◆ **What is asked**
Print exactly the lines from the one containing "entry: foliage" through the last line of the listing, both included.

Stored data entries
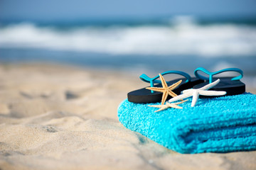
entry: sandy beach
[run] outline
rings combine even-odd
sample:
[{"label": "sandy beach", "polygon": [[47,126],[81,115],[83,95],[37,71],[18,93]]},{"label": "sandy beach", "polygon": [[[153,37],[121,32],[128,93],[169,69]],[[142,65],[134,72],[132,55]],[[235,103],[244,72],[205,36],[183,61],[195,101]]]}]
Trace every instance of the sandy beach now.
[{"label": "sandy beach", "polygon": [[112,71],[0,64],[0,169],[256,169],[256,151],[181,154],[123,127],[119,103],[144,86]]}]

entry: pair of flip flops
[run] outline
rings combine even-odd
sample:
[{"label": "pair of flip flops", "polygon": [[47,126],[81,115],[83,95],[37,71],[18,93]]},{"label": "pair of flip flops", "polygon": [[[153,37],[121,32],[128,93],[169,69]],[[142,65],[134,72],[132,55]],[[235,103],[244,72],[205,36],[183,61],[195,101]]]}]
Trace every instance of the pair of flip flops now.
[{"label": "pair of flip flops", "polygon": [[[199,74],[199,72],[203,72],[205,74],[208,74],[209,77]],[[213,78],[214,75],[225,72],[238,72],[240,73],[240,75],[235,77],[225,76]],[[183,90],[191,88],[200,89],[218,79],[220,80],[220,83],[212,88],[211,90],[226,91],[225,96],[241,94],[245,92],[245,84],[240,81],[240,79],[242,79],[243,76],[243,72],[241,69],[238,68],[228,68],[215,72],[210,72],[204,68],[198,67],[194,71],[196,77],[191,77],[187,73],[181,71],[168,71],[161,73],[161,74],[164,76],[168,74],[176,74],[185,77],[183,79],[174,79],[166,82],[166,85],[170,86],[171,84],[174,84],[177,83],[178,81],[182,80],[181,83],[175,89],[173,90],[173,92],[178,95],[180,94],[181,92]],[[139,76],[142,81],[149,83],[150,87],[162,86],[161,81],[157,80],[157,79],[159,77],[160,75],[150,78],[144,74]],[[162,93],[146,89],[146,87],[131,91],[127,94],[129,101],[137,103],[159,102],[162,98]],[[169,96],[169,98],[171,97],[171,96]]]}]

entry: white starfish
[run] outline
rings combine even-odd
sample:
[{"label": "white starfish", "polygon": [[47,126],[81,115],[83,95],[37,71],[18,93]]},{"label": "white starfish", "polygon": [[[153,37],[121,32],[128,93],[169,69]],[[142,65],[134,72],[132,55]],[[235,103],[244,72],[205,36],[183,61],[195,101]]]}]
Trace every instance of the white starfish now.
[{"label": "white starfish", "polygon": [[174,97],[169,100],[168,102],[171,103],[173,101],[176,101],[178,100],[181,100],[183,98],[186,98],[190,96],[193,96],[192,103],[191,103],[191,107],[195,106],[197,100],[198,98],[199,95],[203,96],[222,96],[227,94],[227,92],[223,91],[207,91],[210,89],[210,88],[216,86],[220,82],[220,79],[216,80],[215,81],[210,83],[209,84],[207,84],[206,86],[204,86],[203,87],[201,87],[198,89],[188,89],[184,90],[181,93],[182,94]]}]

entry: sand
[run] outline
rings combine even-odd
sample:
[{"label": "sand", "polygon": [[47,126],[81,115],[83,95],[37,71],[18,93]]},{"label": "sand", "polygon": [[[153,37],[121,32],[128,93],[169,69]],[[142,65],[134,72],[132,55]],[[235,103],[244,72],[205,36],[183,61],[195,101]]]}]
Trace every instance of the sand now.
[{"label": "sand", "polygon": [[117,106],[144,85],[110,71],[0,64],[0,169],[256,169],[256,152],[181,154],[124,128]]}]

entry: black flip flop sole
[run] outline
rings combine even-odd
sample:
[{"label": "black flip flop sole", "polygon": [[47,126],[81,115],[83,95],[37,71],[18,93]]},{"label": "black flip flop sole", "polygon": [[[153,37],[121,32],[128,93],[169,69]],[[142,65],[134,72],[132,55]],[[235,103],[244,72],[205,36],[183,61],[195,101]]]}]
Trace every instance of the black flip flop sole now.
[{"label": "black flip flop sole", "polygon": [[[171,86],[171,84],[178,82],[179,80],[182,80],[182,82],[180,85],[176,87],[173,91],[179,95],[181,92],[183,90],[191,89],[193,86],[198,84],[201,84],[204,82],[203,80],[199,79],[198,78],[191,78],[191,80],[186,83],[186,79],[177,79],[172,81],[170,81],[167,83],[168,86]],[[161,87],[161,84],[159,84],[155,87]],[[151,90],[146,89],[145,88],[132,91],[127,94],[128,101],[133,103],[156,103],[160,102],[161,101],[163,94],[158,91],[154,91],[154,93],[151,92]],[[169,96],[167,100],[172,98]]]},{"label": "black flip flop sole", "polygon": [[[213,79],[213,82],[220,79],[220,82],[214,87],[210,89],[210,91],[225,91],[227,94],[225,96],[233,96],[241,94],[245,92],[245,84],[240,80],[231,80],[233,77],[215,77]],[[193,89],[200,89],[209,84],[207,81],[202,84],[195,85]],[[201,96],[201,97],[216,97],[208,96]]]}]

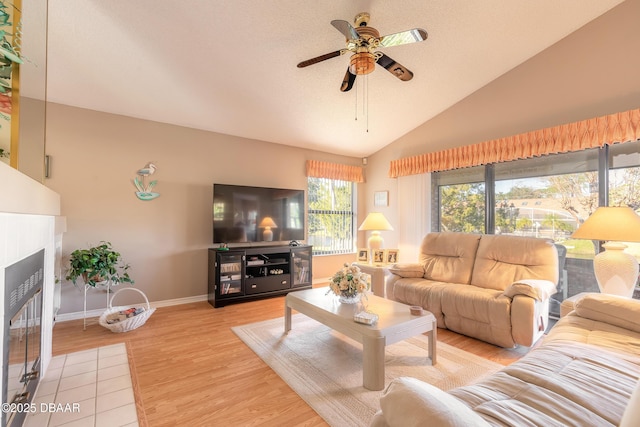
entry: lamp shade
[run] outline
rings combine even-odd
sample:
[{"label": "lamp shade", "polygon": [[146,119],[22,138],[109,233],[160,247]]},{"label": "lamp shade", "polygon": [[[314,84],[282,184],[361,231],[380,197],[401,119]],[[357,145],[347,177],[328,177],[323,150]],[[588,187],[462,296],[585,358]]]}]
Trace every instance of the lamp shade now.
[{"label": "lamp shade", "polygon": [[393,227],[380,212],[371,212],[360,224],[360,231],[392,231]]},{"label": "lamp shade", "polygon": [[264,218],[262,218],[262,221],[260,221],[260,225],[258,225],[258,227],[259,228],[266,228],[266,227],[278,228],[275,221],[270,216],[265,216]]},{"label": "lamp shade", "polygon": [[599,207],[571,237],[614,242],[640,242],[640,216],[627,206]]},{"label": "lamp shade", "polygon": [[271,229],[278,228],[273,218],[271,218],[270,216],[265,216],[264,218],[262,218],[262,221],[260,221],[258,227],[264,228],[264,231],[262,232],[262,239],[265,242],[273,241],[273,231]]},{"label": "lamp shade", "polygon": [[599,207],[571,236],[574,239],[606,240],[606,251],[593,258],[593,272],[600,292],[633,296],[638,281],[638,261],[625,253],[627,245],[640,242],[640,216],[629,207]]}]

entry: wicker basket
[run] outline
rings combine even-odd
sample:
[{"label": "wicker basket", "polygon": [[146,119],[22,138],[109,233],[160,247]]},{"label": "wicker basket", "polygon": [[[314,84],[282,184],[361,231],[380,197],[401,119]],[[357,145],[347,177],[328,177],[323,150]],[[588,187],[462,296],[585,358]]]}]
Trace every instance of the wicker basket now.
[{"label": "wicker basket", "polygon": [[[116,297],[116,295],[118,295],[120,292],[123,292],[123,291],[135,291],[135,292],[138,292],[144,298],[144,300],[146,302],[146,307],[143,306],[143,305],[114,307],[113,306],[113,299]],[[131,317],[127,317],[125,319],[122,319],[119,322],[107,323],[107,319],[111,315],[119,313],[121,311],[130,310],[130,309],[134,309],[134,310],[135,309],[143,309],[144,311],[142,311],[140,314],[137,314],[135,316],[131,316]],[[102,316],[100,316],[100,319],[98,320],[98,323],[100,323],[105,328],[109,329],[111,332],[132,331],[135,328],[144,325],[144,322],[147,321],[147,319],[153,314],[153,312],[155,310],[156,310],[155,308],[151,308],[151,305],[149,305],[149,299],[144,294],[144,292],[142,292],[140,289],[136,289],[136,288],[121,288],[121,289],[118,289],[113,294],[113,296],[111,297],[111,301],[109,301],[109,307],[107,308],[107,310],[104,313],[102,313]]]}]

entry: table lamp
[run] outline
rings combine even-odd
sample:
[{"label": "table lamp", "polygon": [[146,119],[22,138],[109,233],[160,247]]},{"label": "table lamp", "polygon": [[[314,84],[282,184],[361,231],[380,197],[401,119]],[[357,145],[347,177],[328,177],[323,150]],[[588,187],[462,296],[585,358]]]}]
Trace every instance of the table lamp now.
[{"label": "table lamp", "polygon": [[371,237],[369,237],[369,249],[382,249],[384,245],[384,240],[380,235],[380,231],[393,230],[387,218],[384,217],[380,212],[371,212],[367,217],[362,221],[360,231],[371,231]]},{"label": "table lamp", "polygon": [[573,233],[574,239],[607,241],[606,251],[593,259],[593,270],[600,292],[633,296],[638,281],[638,260],[624,252],[620,242],[640,242],[640,216],[626,206],[599,207]]},{"label": "table lamp", "polygon": [[273,231],[271,230],[271,228],[278,228],[275,221],[270,216],[265,216],[264,218],[262,218],[262,221],[260,221],[260,225],[258,225],[258,227],[264,228],[264,231],[262,232],[262,240],[264,240],[265,242],[271,242],[273,240]]}]

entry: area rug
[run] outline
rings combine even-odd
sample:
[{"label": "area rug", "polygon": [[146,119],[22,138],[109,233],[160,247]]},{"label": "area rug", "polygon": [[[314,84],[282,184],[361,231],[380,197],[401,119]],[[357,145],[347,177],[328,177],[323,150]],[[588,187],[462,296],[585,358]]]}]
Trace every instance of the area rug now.
[{"label": "area rug", "polygon": [[[362,387],[362,345],[302,314],[232,328],[331,426],[367,426],[380,408],[382,391]],[[439,342],[437,363],[427,359],[428,339],[419,335],[387,346],[385,384],[410,376],[443,390],[470,384],[502,365]]]}]

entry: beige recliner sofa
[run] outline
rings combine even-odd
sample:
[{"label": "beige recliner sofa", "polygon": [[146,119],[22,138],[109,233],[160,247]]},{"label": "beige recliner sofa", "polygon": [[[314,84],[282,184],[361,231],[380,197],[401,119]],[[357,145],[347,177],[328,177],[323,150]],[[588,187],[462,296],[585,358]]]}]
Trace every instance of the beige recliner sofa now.
[{"label": "beige recliner sofa", "polygon": [[371,426],[640,425],[640,301],[587,294],[519,361],[443,391],[396,378]]},{"label": "beige recliner sofa", "polygon": [[507,348],[531,346],[547,329],[558,282],[551,240],[429,233],[418,260],[389,268],[385,294],[432,312],[438,327]]}]

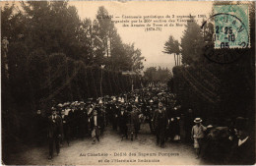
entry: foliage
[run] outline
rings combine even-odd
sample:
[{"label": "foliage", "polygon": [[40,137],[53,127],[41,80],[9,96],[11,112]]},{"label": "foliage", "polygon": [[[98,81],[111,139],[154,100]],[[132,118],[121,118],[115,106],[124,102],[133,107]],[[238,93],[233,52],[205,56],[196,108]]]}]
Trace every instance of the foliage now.
[{"label": "foliage", "polygon": [[148,83],[166,83],[171,77],[170,71],[166,69],[161,69],[159,67],[150,67],[144,72],[144,79]]},{"label": "foliage", "polygon": [[[26,137],[32,136],[24,132],[32,130],[35,110],[47,113],[52,100],[99,97],[101,85],[102,95],[129,91],[132,82],[134,88],[141,87],[139,76],[120,72],[139,73],[141,51],[122,42],[110,19],[81,21],[66,1],[26,1],[21,6],[1,10],[2,37],[9,40],[7,60],[1,61],[4,144],[30,141]],[[100,7],[97,15],[108,13]],[[106,38],[109,57],[104,56]]]}]

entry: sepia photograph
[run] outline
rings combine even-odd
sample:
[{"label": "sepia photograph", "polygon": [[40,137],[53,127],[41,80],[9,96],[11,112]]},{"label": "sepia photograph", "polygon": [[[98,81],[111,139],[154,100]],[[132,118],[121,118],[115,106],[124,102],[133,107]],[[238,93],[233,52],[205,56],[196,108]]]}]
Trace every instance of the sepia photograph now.
[{"label": "sepia photograph", "polygon": [[2,165],[255,165],[254,1],[1,1]]}]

◆ **Finished task**
entry: foliage
[run] outline
rings combine even-odd
sample:
[{"label": "foliage", "polygon": [[40,137],[53,127],[41,80],[9,96],[11,112]]},{"label": "foliage", "polygon": [[[98,81],[111,139],[154,100]],[[132,118],[121,118],[115,106],[124,102],[133,107]],[[238,93],[233,52],[205,56],[196,108]]]}]
Trace every instance of the foliage now.
[{"label": "foliage", "polygon": [[148,83],[166,83],[171,77],[170,71],[166,69],[161,69],[159,67],[150,67],[144,72],[144,79]]},{"label": "foliage", "polygon": [[[26,137],[32,136],[24,132],[32,130],[35,110],[47,113],[52,100],[99,97],[101,85],[102,95],[129,91],[132,82],[134,88],[141,87],[139,76],[120,72],[139,73],[141,51],[122,42],[110,19],[81,21],[66,1],[26,1],[21,6],[1,10],[2,37],[9,40],[7,60],[1,61],[4,144],[30,141]],[[100,7],[97,15],[108,13]],[[106,38],[109,57],[104,56]]]}]

entry: sepia photograph
[run] outline
rings combine even-odd
sample:
[{"label": "sepia photograph", "polygon": [[40,137],[53,127],[41,80],[9,96],[11,112]]},{"label": "sepia photograph", "polygon": [[[98,81],[111,139],[154,100]],[[132,118],[121,118],[115,106],[124,102],[133,107]],[[238,93],[233,52],[205,56],[196,108]]]}]
Trace every instance of the sepia photograph now.
[{"label": "sepia photograph", "polygon": [[2,165],[255,165],[254,1],[1,1]]}]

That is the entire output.